▸ Work to do: Extend the first-person passage on safe withdrawal rates and Valuation-Informed Indexing, picking up after its final sentence.

▸ Document text:
I thought I was offering the ordinary sort of insight on the morning of May 13, 2002. I read some things in John Bogle’s book about how stock prices are determined and what I read told me that studies that did not contain adjustments for the valuation level that applies on the day the retirement begins could not possibly get the number right. I told my friends what I thought I had learned. I didn’t do it in even a slightly arrogant way. I didn’t even put forward a declarative statement. I posed a question. I asked my friends at the Motley Fool board: “Should we be considering valuations when calculating safe withdrawal rates?” I obviously believed we should be doing that, but I wasn’t certain and I didn’t pretend to be certain.

So I did nothing offensive. Zero. Nada. Zilch. There are Post Archives. This can be checked.

The problem is that the Buy-and-Holders had formed doubts in their own minds about those Old School safe withdrawal rate studies long before I came on the scene. They didn’t want to think about those doubts. They wanted things to go on as they had been going on during the huge bull. There were implications to what I was saying that they did not want to entertain. They wanted me to drop it and they made that clear. I didn’t want to drop it. I wanted to learn. I took the defensiveness as a sign that there was a lot to learn here. And the more I explored, the more I did learn. I learned amazing things. I generated insight after insight after insight.

In ten years, I revolutionized our understanding of how stock investing works.

I feel like I should apologize for that statement.

None of us are supposed to stand above all the others to that extent. None of us are supposed to be smarter or better or more ethical or whatever.

I cannot apologize. The insights that I have generated are too important. I am happy and proud to have produced them. So no apologies.

I can share credit. That’s honest. I obviously could not have done what I have done without huge amounts of help from people like Robert Shiller and John Bogle and Bill Bernstein and John Walter Russell and Wade Pfau and hundreds of other fine people. By no wild stretch of the imagination am I saying that I produced these amazing insights on my own or that I am smarter or better or more ethical than these other people. But I cannot deny the power of the insights. If our free market system is to survive, we need to make the shift to Valuation-Informed Indexing. I love our economic system. I cannot betray it by pulling a Wade Pfau and doing the popular thing and saying that perhaps Buy-and-Hold is not really all that dangerous, perhaps we will find a way to muddle through without Bogle ever having to say The Three Magic Words (“I” and “Was” and “Wrong”).

I violated a Social Taboo. I did too much. I generated investing insights of far too great a power. I made lots of smart and good and hard-working people look bad by doing so.

I cannot change that. I can offer the hand of kindness to these people. I can praise them to the skies. Because they have achieved things that justify me praising them to the skies. I can say that I love them and respect them and am grateful for all the things they have taught me over the years. But I cannot deny the power of the insights themselves. The insights are our salvation. The insights are the means by which we bring an end to the financial misery we brought on because of the ignorance about how investing works into which we were born and which we have only begun to rise above in recent decades.

▸ Rows:
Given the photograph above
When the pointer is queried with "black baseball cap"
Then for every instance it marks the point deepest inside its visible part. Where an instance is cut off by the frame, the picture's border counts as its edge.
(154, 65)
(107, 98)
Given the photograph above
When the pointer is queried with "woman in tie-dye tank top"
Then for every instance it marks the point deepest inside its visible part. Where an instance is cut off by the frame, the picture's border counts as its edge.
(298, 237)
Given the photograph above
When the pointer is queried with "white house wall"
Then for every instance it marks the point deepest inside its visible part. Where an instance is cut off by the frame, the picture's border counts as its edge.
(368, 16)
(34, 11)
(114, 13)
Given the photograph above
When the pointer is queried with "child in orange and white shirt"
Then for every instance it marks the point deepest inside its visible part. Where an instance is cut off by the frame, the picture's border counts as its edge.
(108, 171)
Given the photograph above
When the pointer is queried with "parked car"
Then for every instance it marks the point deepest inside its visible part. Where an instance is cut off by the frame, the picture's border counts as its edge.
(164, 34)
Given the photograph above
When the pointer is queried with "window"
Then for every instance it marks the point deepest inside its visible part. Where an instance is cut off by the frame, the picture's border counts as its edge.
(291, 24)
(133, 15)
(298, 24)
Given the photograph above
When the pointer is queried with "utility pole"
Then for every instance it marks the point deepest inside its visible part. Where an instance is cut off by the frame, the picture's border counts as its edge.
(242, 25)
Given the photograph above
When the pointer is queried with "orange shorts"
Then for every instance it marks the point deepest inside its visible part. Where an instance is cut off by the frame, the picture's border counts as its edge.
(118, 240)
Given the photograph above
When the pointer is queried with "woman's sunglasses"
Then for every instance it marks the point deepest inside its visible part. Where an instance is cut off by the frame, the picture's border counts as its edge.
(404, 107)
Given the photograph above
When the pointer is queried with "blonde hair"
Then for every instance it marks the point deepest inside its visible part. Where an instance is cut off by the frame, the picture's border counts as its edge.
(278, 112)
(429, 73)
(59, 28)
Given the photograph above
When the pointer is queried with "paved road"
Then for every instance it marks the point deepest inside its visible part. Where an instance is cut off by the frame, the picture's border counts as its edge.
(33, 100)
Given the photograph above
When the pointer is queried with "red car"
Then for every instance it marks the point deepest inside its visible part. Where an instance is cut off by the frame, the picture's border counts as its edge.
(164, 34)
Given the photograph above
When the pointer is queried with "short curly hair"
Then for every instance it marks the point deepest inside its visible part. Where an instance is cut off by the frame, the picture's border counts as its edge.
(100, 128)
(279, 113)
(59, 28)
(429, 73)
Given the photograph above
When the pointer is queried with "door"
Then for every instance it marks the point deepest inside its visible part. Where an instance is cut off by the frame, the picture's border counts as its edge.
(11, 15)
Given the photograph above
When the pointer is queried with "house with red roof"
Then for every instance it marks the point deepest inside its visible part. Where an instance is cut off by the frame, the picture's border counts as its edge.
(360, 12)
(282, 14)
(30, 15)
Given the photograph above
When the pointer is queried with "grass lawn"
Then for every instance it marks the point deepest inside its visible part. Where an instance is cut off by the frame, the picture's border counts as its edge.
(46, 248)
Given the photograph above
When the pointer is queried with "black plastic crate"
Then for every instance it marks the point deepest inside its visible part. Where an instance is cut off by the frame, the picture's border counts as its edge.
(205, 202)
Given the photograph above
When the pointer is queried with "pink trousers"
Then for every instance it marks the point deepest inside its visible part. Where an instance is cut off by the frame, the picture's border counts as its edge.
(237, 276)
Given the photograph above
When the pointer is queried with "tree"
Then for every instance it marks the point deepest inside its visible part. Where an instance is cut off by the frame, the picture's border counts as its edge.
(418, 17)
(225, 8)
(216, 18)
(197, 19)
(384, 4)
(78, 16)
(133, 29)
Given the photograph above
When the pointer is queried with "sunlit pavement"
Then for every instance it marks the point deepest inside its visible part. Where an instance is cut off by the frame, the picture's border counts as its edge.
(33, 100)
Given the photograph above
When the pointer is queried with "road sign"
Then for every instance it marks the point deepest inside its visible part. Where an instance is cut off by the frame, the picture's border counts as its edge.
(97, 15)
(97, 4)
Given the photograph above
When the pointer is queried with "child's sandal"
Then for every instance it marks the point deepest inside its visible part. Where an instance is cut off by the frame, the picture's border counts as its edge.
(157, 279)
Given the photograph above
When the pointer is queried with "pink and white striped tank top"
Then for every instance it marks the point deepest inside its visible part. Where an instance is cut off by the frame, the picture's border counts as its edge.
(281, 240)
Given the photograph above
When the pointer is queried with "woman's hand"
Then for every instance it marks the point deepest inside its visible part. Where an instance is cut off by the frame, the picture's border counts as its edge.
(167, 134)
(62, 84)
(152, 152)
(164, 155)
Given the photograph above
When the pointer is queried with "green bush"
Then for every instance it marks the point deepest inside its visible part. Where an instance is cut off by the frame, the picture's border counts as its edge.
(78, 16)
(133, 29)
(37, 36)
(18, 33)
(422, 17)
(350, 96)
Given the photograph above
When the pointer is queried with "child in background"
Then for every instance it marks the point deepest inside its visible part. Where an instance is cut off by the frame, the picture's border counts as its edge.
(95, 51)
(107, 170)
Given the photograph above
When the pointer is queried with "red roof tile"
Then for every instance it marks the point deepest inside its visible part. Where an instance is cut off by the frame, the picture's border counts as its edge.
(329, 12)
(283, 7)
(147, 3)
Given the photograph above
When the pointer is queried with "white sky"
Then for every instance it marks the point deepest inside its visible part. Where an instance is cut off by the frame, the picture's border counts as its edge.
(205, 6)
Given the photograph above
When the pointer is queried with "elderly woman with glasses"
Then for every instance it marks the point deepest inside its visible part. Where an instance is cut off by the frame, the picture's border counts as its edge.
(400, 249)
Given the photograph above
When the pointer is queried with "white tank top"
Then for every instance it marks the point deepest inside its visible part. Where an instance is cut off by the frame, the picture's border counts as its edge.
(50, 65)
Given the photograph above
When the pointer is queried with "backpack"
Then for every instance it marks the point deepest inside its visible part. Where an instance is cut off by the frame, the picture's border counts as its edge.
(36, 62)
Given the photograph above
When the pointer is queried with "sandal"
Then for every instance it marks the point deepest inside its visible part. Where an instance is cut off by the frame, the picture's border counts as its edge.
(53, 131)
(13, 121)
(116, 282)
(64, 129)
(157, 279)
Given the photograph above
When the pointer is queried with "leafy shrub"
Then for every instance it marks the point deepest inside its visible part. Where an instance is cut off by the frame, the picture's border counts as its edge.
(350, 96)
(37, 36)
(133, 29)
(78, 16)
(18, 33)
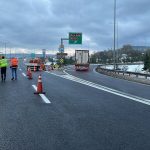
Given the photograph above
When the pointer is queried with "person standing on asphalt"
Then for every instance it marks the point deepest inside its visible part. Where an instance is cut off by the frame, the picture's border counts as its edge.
(14, 66)
(3, 66)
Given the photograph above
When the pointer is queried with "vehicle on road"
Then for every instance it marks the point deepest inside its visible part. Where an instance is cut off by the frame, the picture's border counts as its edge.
(34, 64)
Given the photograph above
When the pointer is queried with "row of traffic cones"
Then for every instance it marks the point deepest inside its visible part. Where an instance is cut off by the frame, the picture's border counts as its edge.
(39, 84)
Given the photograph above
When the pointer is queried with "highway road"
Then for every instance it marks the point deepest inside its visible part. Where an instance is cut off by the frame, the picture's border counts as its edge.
(80, 111)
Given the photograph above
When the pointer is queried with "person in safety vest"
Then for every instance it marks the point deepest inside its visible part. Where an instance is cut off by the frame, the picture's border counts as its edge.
(14, 66)
(3, 66)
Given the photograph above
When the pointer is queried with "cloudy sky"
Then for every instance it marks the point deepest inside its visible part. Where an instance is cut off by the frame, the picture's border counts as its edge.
(37, 24)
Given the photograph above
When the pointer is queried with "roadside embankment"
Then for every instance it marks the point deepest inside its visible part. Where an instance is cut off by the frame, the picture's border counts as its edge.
(130, 76)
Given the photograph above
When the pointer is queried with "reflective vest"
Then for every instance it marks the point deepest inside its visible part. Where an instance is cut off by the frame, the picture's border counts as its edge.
(14, 62)
(3, 63)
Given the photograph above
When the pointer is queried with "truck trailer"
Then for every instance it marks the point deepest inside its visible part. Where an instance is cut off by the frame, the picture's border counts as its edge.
(81, 60)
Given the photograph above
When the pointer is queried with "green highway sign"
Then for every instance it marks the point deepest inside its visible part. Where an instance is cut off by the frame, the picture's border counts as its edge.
(75, 38)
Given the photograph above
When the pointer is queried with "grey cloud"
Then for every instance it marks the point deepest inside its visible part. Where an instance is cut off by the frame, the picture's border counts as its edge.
(41, 23)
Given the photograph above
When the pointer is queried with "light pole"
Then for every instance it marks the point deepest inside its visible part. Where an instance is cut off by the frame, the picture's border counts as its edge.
(114, 34)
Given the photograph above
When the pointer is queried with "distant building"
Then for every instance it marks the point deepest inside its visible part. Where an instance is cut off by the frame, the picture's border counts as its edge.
(141, 48)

▸ Result of the task:
People hate that. People are small that way. It’s one of the deficiencies of the humans. Some people will no doubt hate me even more for stating things so frankly here. Again, I cannot apologize. We need to get over the hate and start enjoying the benefits that come from learning about the insights. So it is my job to help interested parties understand where all this hate comes from. It comes from a place in the human psyche that hates, hates, hates, those of us who get too big for our britches. I am no investing expert. I am some guy whose only claim to expertise in this field is that I figured out what buttons to push to get my words to appear on other people’s computer screens. I am not supposed to know things that John Bogle does not know. And I obviously do. And so a good number of people hate me with a burning passion and for ten years now have not been able to give it up.

The third element is that the manner in which I tapped into all these powerful insights makes it seem so darned unfair that I was the one to develop them.

I contacted Dallas Morning News Columnist Scott Burns about my safe-withdrawal-rate findings in February 2005. The first two words of Scott’s response to my e-mail were: “You’re right.” He asked me in that e-mail for my telephone number so that he could interview me for an article. Then he got cold feet. Five months later, he published an article on the SWR findings but did not mention my name or include a link to my New School SWR calculator (“The Retirement Risk Evaluator”). Nor did he note his personal belief that I was right in my criticisms of the Old School studies; he presented the findings as if they had just appeared on the internet somewhere and as if he was not able to verify whether they were solid or not. This strange reaction on Scott’s part led us into an exchange of e-mails in which he offered a number of inappropriate personal comments.

Scott said that my efforts to get the discredited studies corrected would prove to be “catastrophically unproductive.” He said that the enthusiasm I evidenced re my efforts to give investors accurate SWR numbers demonstrated a desire for “personal aggrandizement.” Huh? Why would it be a bad thing to try to get discredited retirement studies corrected? And why would it be a bad thing to develop a calculator that offered access to the correct numbers?

The “problem” was that Scott knew for years that valuations matter. Shiller published his research showing that valuations matter in 1981. Scott was angry that I was using information that had been readily available to him for decades to produce the most powerful investing insights in history. How dare I? That could have been Scott Burns doing that!

Except it would have taken a level of courage that Scott Burns did not possess at that time for Scott Burns to have done that. What we have learned over the past 10 years is that offering good investing advice is not primarily an intellectual endeavor. The thing that makes stock investing hard is that we all possess an inclination to fall for Get Rich Quick strategies, and, once we fall for them, we become emotionally addicted to Get Rich Quick thinking. But we never lose the common sense that tells us that Get Rich Quick approaches always turn out badly in the long run. The true investing experts are not those who promote Buy-and-Hold strategies but those who warn us of their dangers.

The “experts” in this field are envious of Rob Bennett and the mountain of investing insights he has generated over the past 10 years by ignoring the ruthless attacks of The Buy-and-Hold Machine and by following the academic research where it led him. It would be dishonest of me to deny the power of the insights. So that cannot happen. It is the experts who have rationalized their continued promotion of the purest and most dangerous Get Rich Quick scheme ever concocted by the human mind for 30 years after the research showed that there is precisely zero chance that it can ever work for any long-term investor who need to make some changes.

These people are great people. They have a lot to offer. They have done good work in the past. They are smart. They are hard-working. They are good.

But they are going to need to get over their anger and envy and hate if they are to going to continue to do good work in the Valuation-Informed Indexing Era.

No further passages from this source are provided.